• **Working data**
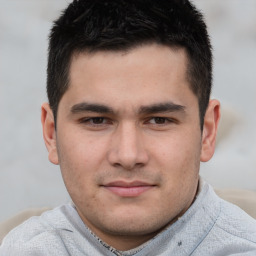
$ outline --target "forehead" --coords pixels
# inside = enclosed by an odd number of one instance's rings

==

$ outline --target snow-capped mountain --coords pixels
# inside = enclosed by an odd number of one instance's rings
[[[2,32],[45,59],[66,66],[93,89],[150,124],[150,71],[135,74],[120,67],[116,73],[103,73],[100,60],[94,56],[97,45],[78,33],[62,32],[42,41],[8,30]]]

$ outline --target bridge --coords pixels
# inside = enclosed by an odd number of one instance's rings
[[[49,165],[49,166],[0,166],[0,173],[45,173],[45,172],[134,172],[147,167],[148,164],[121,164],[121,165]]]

• **To be done**
List every line of the material above that contains the string "outline", copying each one in full.

• **Result of this exercise**
$ outline --target "forehead" --coords pixels
$ outline --target snow-capped mountain --coords pixels
$ outline --target bridge --coords pixels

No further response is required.